== Passage to read
Q. Are there any current energy efficiency requirements that currently affect landlords?

A. Yes there are. The MEES was introduced by Government to improve the quality of private rented buildings and reduce the UK’s CO2emissions. While the building regulations ensure new properties meet current energy efficiency standards, MEES focuses on improving the thermal efficiency of privately rented, existing commercial and domestic buildings. The first major impact of MEES on landlords became effective from 1st April 2018.

It is now unlawful to grant new leases for properties with an EPC rating below an E, with fines of up to £5,000 for those who do not comply. By April 2020, MEES regulation will extend to all existing residential privately rented property and to all existing commercial leases by 2023. This is the start, with Government’s stated intention being that this should rise to a D rating by 2025 and a C rating by 2030.

Q. Are there any exemptions?

A. Landlords can register an exemption to remain compliant with MEES regulation, despite their property not meeting the standards. Exemptions include:

  • Wall insulation exemption – which mainly affects listed buildings and requires a written expert opinion stating that a property cannot be improved to an E rating because the recommended wall insulation measure would have a negative impact on the property
  • Consent exemption  – evidence required to show the consent for energy efficiency measure was sought and this consent was refused
  • Devaluation exemption  – evidence required to show the installation of a measure would devalue the property by more than 5%
  • Landlords can also register an exemption if all recommended improvements have been made, but the property still remains below an E and if no improvements can be made (although this is very rare)
  • No suitable funding can be obtained to pay for a recommended energy efficiency improvement – this currently is a grey area, as no clear funding for measures are easily accessible (eco energy company schemes for less well off tenants are available, but the onus is on the landlord to apply for it)

All exemptions last five years, except for the exemption ‘recently becoming a landlord’, which lasts for only six months.

It is worth noting that, unlike an EPC that stays with a property, an exemption does not. It is linked to the landlord who registered the exemption, so if a new landlord comes into the property, they will need to re-register the exemption.
====
- _What to do_
**A)** Reproduce the stretch of the MEES text from "It is now unlawful" through "there any exemptions?".
**B)** List every calendar year mentioned in the MEES text.
== Provided information
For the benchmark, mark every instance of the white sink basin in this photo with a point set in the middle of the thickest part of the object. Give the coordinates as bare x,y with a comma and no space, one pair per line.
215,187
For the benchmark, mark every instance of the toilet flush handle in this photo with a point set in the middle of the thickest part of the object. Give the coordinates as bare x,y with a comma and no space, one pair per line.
====
== Provided information
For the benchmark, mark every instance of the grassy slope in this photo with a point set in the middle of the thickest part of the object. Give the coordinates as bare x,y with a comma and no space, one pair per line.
====
- _Solutions per task_
**A)**
It is now unlawful to grant new leases for properties with an EPC rating below an E, with fines of up to £5,000 for those who do not comply. By April 2020, MEES regulation will extend to all existing residential privately rented property and to all existing commercial leases by 2023. This is the start, with Government’s stated intention being that this should rise to a D rating by 2025 and a C rating by 2030.

Q. Are there any exemptions?

**B)** 2018, 2020, 2023, 2025, 2030